*SET PROBLEM*. Render each line of the data below as a JSON list of strings, one string per line. Skip blank lines and leave out the pictures.
----------
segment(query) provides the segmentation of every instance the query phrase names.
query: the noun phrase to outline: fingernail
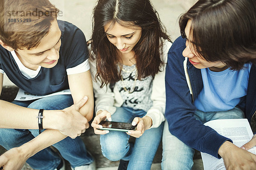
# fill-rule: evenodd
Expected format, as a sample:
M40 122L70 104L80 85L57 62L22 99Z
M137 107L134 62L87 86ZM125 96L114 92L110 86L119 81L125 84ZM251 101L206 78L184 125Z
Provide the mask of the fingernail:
----------
*RESULT BELOW*.
[
  "segment(query) provides the segmentation of every instance the query phrase names.",
  "query: the noun phrase to outline: fingernail",
  "# fill-rule: evenodd",
  "Expected format, as a sample:",
  "M40 122L70 104L80 85L57 62L22 99Z",
  "M137 107L134 62L87 86ZM125 96L114 92L110 86L119 81L125 84ZM251 101L206 78L184 125Z",
  "Provide the mask of the fingernail:"
]